(Point-per-instance localization data)
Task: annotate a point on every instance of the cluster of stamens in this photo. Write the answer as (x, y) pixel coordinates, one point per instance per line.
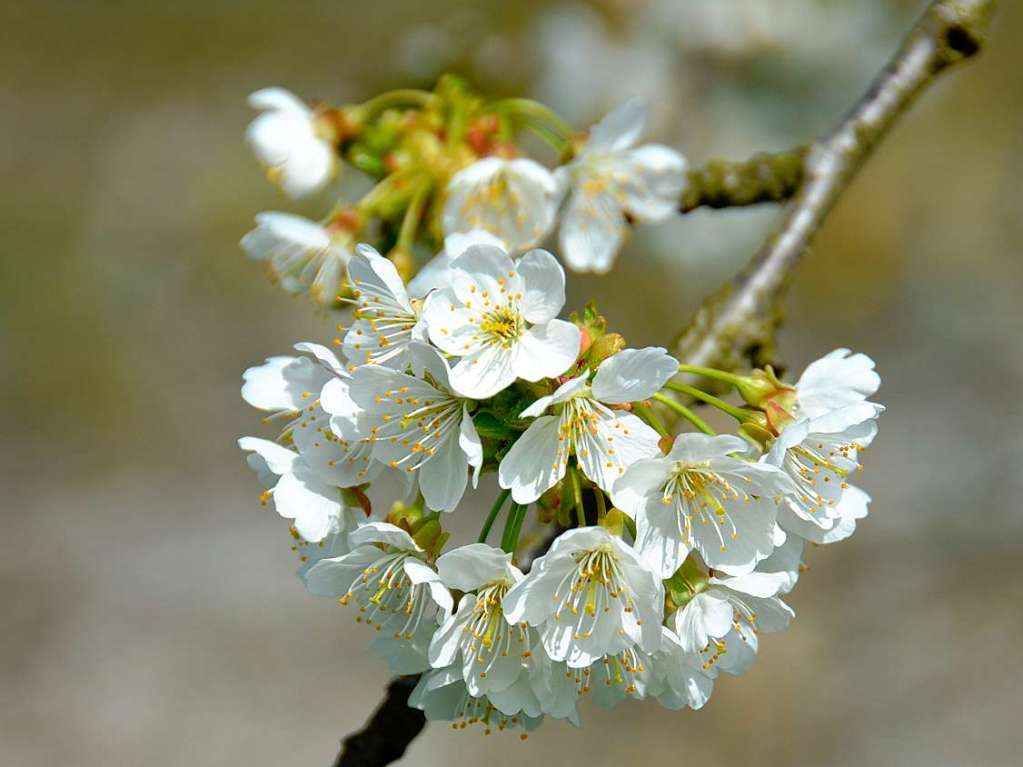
(387, 597)
(418, 426)
(820, 470)
(698, 493)
(488, 636)
(590, 590)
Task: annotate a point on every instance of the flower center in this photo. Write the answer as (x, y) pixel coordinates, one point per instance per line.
(699, 493)
(502, 325)
(488, 636)
(387, 596)
(593, 589)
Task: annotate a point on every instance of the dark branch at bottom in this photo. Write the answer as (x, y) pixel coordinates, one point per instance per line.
(392, 727)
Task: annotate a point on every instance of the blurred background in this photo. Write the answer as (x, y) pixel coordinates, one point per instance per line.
(150, 613)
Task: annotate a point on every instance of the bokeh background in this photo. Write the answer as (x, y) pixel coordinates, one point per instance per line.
(150, 615)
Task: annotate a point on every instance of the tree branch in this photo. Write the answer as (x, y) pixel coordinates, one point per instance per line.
(762, 178)
(392, 727)
(740, 320)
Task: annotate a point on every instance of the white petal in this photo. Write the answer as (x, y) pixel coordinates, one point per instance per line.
(277, 98)
(274, 457)
(592, 229)
(533, 464)
(513, 199)
(834, 381)
(484, 372)
(335, 576)
(443, 477)
(620, 128)
(313, 504)
(641, 479)
(705, 617)
(336, 399)
(543, 282)
(633, 374)
(283, 384)
(468, 568)
(469, 441)
(620, 440)
(652, 179)
(372, 273)
(449, 324)
(382, 532)
(546, 351)
(446, 642)
(325, 357)
(694, 448)
(565, 392)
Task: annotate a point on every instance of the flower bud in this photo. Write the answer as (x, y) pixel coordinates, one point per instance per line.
(614, 522)
(605, 347)
(431, 537)
(761, 386)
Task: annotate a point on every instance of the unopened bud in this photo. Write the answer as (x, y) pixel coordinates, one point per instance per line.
(403, 262)
(431, 537)
(757, 427)
(356, 498)
(404, 516)
(614, 522)
(762, 386)
(605, 347)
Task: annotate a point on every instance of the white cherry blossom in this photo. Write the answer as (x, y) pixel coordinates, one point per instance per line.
(397, 592)
(442, 695)
(286, 140)
(311, 396)
(498, 319)
(722, 621)
(610, 179)
(514, 199)
(589, 596)
(386, 319)
(298, 491)
(303, 256)
(819, 454)
(335, 543)
(834, 381)
(436, 273)
(700, 498)
(490, 651)
(416, 424)
(605, 441)
(682, 680)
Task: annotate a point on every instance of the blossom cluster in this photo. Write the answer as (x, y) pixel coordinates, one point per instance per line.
(448, 164)
(668, 552)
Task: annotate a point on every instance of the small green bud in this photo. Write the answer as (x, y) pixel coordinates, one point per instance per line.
(431, 537)
(757, 427)
(605, 347)
(404, 516)
(614, 522)
(762, 386)
(685, 583)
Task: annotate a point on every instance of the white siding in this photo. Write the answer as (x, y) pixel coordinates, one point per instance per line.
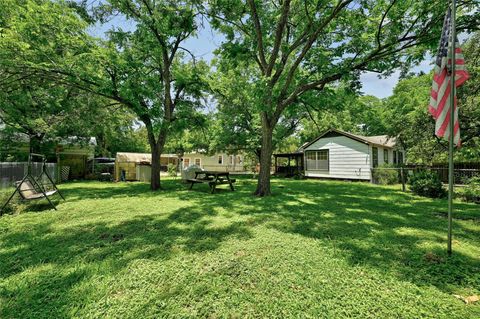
(348, 158)
(210, 163)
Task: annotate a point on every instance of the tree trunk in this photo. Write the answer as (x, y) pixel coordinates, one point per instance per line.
(263, 185)
(155, 177)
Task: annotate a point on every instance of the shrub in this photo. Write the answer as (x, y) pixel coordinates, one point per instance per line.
(471, 191)
(426, 183)
(172, 170)
(385, 175)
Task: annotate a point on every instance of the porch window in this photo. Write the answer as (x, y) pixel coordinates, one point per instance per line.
(317, 160)
(375, 157)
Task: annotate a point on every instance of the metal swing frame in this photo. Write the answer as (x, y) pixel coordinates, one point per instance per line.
(36, 183)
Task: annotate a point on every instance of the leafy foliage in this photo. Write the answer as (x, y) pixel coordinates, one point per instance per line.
(427, 183)
(385, 175)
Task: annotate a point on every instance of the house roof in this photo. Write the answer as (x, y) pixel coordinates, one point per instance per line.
(379, 140)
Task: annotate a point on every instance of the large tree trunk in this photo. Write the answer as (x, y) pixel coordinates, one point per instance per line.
(155, 177)
(157, 149)
(263, 185)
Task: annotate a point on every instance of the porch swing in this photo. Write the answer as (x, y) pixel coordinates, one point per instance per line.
(31, 187)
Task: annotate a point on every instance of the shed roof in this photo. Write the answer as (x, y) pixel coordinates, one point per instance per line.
(379, 140)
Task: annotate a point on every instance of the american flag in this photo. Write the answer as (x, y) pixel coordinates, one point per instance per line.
(440, 96)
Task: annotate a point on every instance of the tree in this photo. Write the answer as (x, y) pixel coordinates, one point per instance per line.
(236, 127)
(300, 46)
(406, 114)
(146, 70)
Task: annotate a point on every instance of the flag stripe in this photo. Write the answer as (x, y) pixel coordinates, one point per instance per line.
(439, 106)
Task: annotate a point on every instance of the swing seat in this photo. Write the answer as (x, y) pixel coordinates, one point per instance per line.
(28, 192)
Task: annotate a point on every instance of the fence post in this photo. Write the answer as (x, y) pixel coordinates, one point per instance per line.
(402, 176)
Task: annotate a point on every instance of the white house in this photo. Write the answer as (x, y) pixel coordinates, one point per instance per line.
(338, 154)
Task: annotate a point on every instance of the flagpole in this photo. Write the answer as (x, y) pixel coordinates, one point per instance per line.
(451, 129)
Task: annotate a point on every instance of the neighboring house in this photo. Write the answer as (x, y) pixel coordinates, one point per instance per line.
(218, 162)
(338, 154)
(136, 166)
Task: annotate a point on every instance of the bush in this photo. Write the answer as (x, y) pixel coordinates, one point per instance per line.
(426, 183)
(172, 170)
(471, 191)
(385, 175)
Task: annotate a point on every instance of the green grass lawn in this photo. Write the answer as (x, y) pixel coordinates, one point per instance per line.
(319, 249)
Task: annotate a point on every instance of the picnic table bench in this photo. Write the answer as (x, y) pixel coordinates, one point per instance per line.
(212, 179)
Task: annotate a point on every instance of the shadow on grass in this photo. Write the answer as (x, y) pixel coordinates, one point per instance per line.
(368, 225)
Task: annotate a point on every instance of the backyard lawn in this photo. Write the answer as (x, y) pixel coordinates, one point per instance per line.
(318, 249)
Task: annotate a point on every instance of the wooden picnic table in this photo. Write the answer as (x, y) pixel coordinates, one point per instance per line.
(212, 179)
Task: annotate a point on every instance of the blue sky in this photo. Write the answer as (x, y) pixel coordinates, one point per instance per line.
(207, 40)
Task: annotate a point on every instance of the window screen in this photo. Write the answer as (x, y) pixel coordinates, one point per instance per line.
(317, 160)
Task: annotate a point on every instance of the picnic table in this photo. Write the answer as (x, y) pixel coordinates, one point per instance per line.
(212, 179)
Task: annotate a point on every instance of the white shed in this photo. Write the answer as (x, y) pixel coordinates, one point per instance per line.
(342, 155)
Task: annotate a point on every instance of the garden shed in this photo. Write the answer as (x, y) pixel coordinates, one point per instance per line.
(136, 166)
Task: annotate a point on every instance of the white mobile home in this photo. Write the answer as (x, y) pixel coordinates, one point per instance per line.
(218, 162)
(342, 155)
(136, 166)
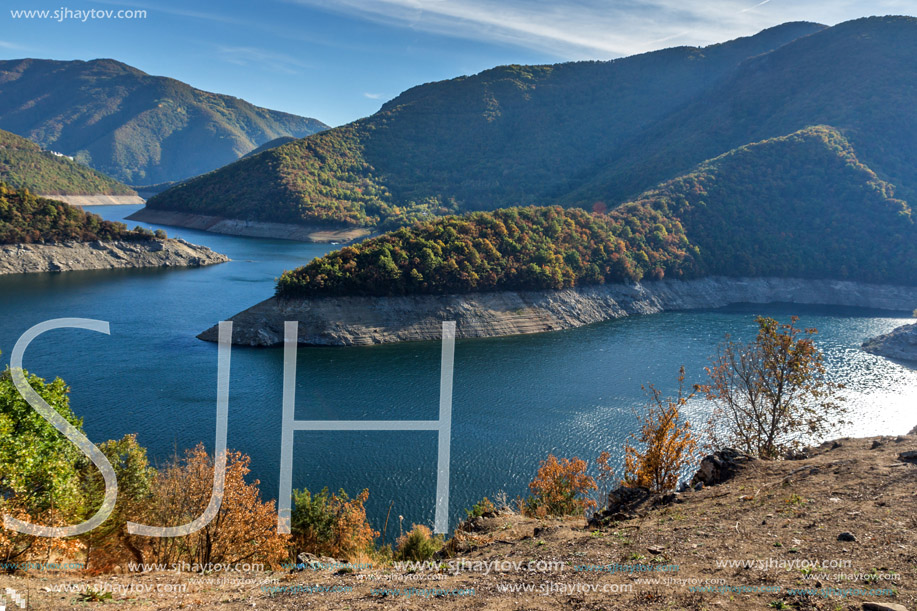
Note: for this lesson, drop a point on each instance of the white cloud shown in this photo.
(578, 29)
(261, 58)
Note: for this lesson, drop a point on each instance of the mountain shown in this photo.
(24, 165)
(269, 145)
(798, 206)
(28, 219)
(138, 128)
(859, 76)
(507, 136)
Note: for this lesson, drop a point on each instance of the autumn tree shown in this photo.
(667, 443)
(331, 524)
(244, 529)
(560, 488)
(773, 394)
(109, 544)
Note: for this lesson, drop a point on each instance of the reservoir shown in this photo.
(516, 399)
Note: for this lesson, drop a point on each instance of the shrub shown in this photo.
(244, 529)
(331, 524)
(480, 508)
(418, 544)
(560, 488)
(772, 394)
(109, 544)
(667, 441)
(39, 469)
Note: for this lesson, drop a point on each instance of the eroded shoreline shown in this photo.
(360, 321)
(76, 256)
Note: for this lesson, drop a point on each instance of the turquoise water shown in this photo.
(516, 399)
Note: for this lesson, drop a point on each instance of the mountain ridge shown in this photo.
(24, 164)
(506, 136)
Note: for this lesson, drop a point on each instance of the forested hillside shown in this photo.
(28, 219)
(138, 128)
(507, 136)
(802, 205)
(24, 165)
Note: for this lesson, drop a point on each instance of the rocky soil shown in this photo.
(252, 229)
(836, 530)
(71, 256)
(900, 343)
(97, 200)
(348, 321)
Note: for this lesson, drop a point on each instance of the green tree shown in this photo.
(39, 467)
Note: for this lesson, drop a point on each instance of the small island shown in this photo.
(899, 344)
(707, 239)
(38, 234)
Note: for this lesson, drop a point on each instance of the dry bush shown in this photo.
(668, 446)
(244, 529)
(331, 524)
(560, 488)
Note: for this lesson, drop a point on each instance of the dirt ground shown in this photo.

▶ [What is expected]:
For this exercise, copy the lines from the one that contains "green tree shown in this photo." through the last line of the records, exactly and only those.

▶ [Written response]:
Note: for this lesson, drop a point on each instance of the green tree shown in this photo.
(39, 467)
Note: for this lesson, drop a point on each instance of the small island shown in this photo.
(899, 344)
(707, 239)
(38, 234)
Note: for this lesson, drop a point on each instance of the dry bush shown in this photo.
(668, 446)
(244, 529)
(331, 524)
(560, 488)
Note: for this lesson, drop a point on each instance of the dirt ground shown in this photo.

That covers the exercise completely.